Pick out each line in the records below that contains the word "glass", and copy those lines.

- [Given entries]:
## Start

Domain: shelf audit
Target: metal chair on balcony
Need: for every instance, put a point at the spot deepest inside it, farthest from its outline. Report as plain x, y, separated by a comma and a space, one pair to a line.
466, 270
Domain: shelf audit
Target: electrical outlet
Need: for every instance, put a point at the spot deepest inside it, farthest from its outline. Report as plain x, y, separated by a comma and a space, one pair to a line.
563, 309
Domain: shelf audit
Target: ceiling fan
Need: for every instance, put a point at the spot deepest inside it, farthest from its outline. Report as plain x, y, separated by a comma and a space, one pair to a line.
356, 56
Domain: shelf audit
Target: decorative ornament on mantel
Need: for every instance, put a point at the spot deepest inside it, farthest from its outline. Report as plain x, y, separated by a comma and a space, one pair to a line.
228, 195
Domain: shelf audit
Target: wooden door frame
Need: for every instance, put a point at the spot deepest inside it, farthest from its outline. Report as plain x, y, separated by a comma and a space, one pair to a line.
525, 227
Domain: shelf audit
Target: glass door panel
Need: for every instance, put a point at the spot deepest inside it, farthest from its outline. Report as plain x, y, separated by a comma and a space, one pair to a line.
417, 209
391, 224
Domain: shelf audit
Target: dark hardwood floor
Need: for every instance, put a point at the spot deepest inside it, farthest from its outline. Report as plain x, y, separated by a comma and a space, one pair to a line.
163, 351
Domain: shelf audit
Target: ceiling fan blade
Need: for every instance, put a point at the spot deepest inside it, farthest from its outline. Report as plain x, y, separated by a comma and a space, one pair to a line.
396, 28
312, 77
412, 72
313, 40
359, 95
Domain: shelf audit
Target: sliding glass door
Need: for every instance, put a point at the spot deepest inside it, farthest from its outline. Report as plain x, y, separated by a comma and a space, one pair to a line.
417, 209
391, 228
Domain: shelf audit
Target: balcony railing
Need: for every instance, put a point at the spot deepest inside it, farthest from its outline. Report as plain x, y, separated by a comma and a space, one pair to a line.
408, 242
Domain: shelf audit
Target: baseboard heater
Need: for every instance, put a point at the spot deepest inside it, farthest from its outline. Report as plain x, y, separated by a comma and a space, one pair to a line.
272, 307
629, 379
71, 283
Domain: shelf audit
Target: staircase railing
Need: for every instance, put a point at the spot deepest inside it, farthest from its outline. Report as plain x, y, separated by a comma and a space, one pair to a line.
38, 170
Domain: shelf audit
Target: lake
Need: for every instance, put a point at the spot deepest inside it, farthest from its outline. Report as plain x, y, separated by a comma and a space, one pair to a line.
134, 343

## End

- [Answer to the problem]:
Target: glass door panel
Target: sliding glass door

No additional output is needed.